— BEGIN Text provided —

# Son's new toy



## Rogue (Jun 15, 2003)

Here are a few pics (after a wash and wax) of my son's new R32.
It's Diamond Black with Pearlescent finish on an 07 plate.

Lovely car, and seems a lot tighter and better put together than my TT.
There's a more noticeable lag when putting foot hard to the floor in Normal mode than there is in my car, but Sport Mode delivers power instantly as expected.

I think the blue brake calipers are a nice touch, and it's a very good spec car with Bi-Xenons, Auto wipers and lights, Dual-Zone Climate Control etc.





































I like the following pic because there's lots happening in the reflections:




























Rogue


----------



## thebears (Jan 14, 2006)

Nice 8)


----------



## Rebel (Feb 12, 2005)

Nice car and wheels.


----------



## ronin (Sep 6, 2003)

Lovely looking car


----------



## garyc (May 7, 2002)

Nice car.


----------



## Widget (May 7, 2002)

Nice. The 3 door version is a little more pleasing to the eye though.


----------



## kmpowell (May 6, 2002)

V nice! (but I would say that  ), I think I prefer the new style wheels they are putting on them now. I hope he has shares in his local petrol station though, he's in for a bit of a shock!


----------



## Rogue (Jun 15, 2003)

kmpowell said:


> V nice! (but I would say that  ), I think I prefer the new style wheels they are putting on them now. I hope he has shares in his local petrol station though, he's in for a bit of a shock!


Funnily enough, he's keeping a close eye on his MPG reading. :lol: 
Still, you're only young once :wink:

Rogue


----------



## kmpowell (May 6, 2002)

Rogue said:


> Funnily enough, he's keeping a close eye on his MPG reading. :lol:


I got 9 around town and 20-25 on a motorway run. Average was 13-15.

That noise is addicting, but the addiction takes its toll on your right foot!


----------



## Rogue (Jun 15, 2003)

kmpowell said:


> Rogue said:
> 
> 
> > Funnily enough, he's keeping a close eye on his MPG reading. :lol:
> ...


9?  
He got 31 on the motorway from Glasgow to my house, which he was pleasantly surprised at 

Rogue


----------



## The Silver Surfer (May 14, 2002)

— END Text provided —
— BEGIN Data shown —

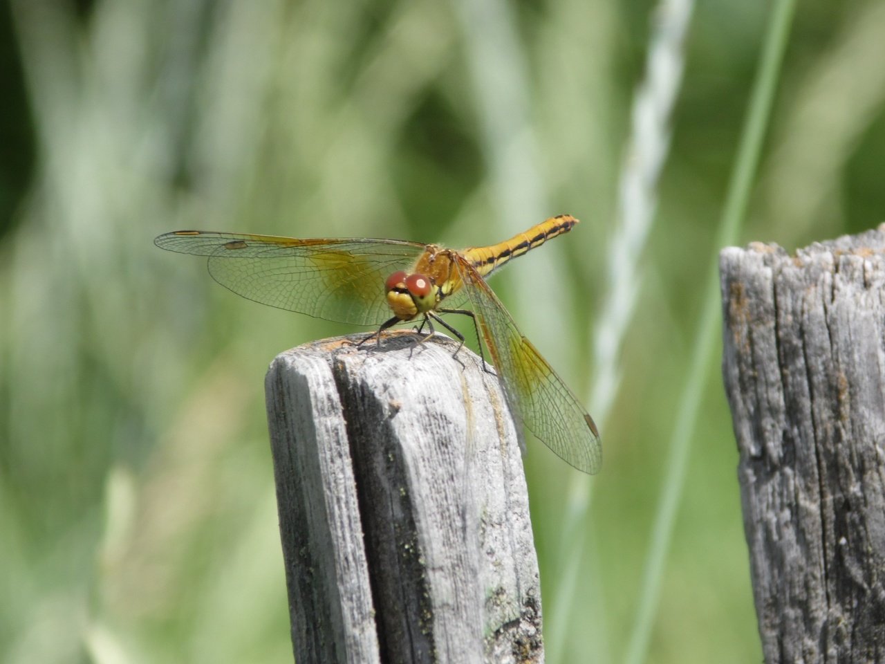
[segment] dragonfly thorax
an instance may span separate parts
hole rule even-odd
[[[385,282],[388,305],[400,320],[411,320],[426,313],[438,304],[437,288],[433,280],[424,274],[412,274],[400,270],[388,277]]]

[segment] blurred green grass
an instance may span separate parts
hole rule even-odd
[[[514,173],[495,152],[506,100],[478,92],[483,33],[458,4],[9,6],[0,660],[288,661],[262,381],[279,351],[352,329],[240,299],[151,239],[201,228],[466,246],[573,213],[578,228],[494,285],[587,390],[652,5],[505,5],[518,57],[502,73],[524,80],[534,139]],[[550,661],[627,650],[767,7],[696,8],[565,605],[573,471],[528,450],[545,624],[563,635]],[[799,7],[742,243],[793,249],[881,220],[883,27],[876,0]],[[718,363],[707,385],[650,661],[761,659]]]

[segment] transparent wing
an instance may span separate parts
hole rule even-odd
[[[314,318],[379,325],[392,315],[384,281],[425,250],[400,240],[296,240],[239,233],[175,231],[154,243],[207,256],[209,274],[243,297]]]
[[[592,418],[531,343],[479,273],[458,260],[463,292],[497,369],[514,414],[558,457],[578,470],[596,473],[602,441]]]

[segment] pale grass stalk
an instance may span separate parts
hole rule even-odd
[[[738,230],[746,215],[795,4],[795,0],[779,0],[772,11],[739,151],[728,184],[727,198],[720,220],[714,244],[717,249],[736,242]],[[670,439],[667,468],[664,475],[661,497],[658,501],[658,513],[640,586],[639,608],[625,658],[627,664],[644,661],[648,654],[660,597],[664,565],[685,483],[689,444],[695,436],[697,413],[704,399],[706,379],[710,375],[710,364],[716,348],[720,311],[717,253],[714,252],[711,258],[706,287],[704,290],[704,309],[697,323],[691,364],[679,400],[679,413]]]
[[[654,220],[658,181],[669,152],[670,118],[682,80],[685,35],[693,8],[692,0],[664,0],[656,9],[645,78],[634,100],[631,138],[619,189],[618,222],[606,252],[608,294],[592,331],[591,413],[604,438],[604,422],[620,382],[620,347],[640,291],[639,261]],[[564,560],[559,567],[566,569],[576,568],[585,555],[581,524],[589,510],[590,486],[586,477],[573,475],[559,551]],[[572,580],[562,579],[555,595],[554,615],[573,614],[576,588]],[[596,635],[593,640],[598,643],[604,636]],[[565,625],[554,622],[548,629],[550,650],[562,652],[565,637]]]

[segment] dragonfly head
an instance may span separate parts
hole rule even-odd
[[[388,305],[401,320],[411,320],[436,305],[433,281],[424,274],[408,274],[400,270],[389,276],[384,285]]]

— END Data shown —

## What this exercise asks
**1)** Duplicate the R32 thread word for word, starting at the words "Lovely car, and" and stopping after "instantly as expected.".
**2)** For each statement, say yes or no according to the R32 thread, and quote the words from the thread that decide it. (a) The car is Diamond Black with a Pearlescent finish. (b) Rogue notices more lag in Sport Mode than in Normal mode. (c) kmpowell reports an average of 20-25.

## Task-by-task solutions
**1)**
Lovely car, and seems a lot tighter and better put together than my TT.
There's a more noticeable lag when putting foot hard to the floor in Normal mode than there is in my car, but Sport Mode delivers power instantly as expected.

**2)**
(a) Yes: "It's Diamond Black with Pearlescent finish on an 07 plate."
(b) No: "There's a more noticeable lag when putting foot hard to the floor in Normal mode than there is in my car, but Sport Mode delivers power instantly as expected."
(c) No: "Average was 13-15."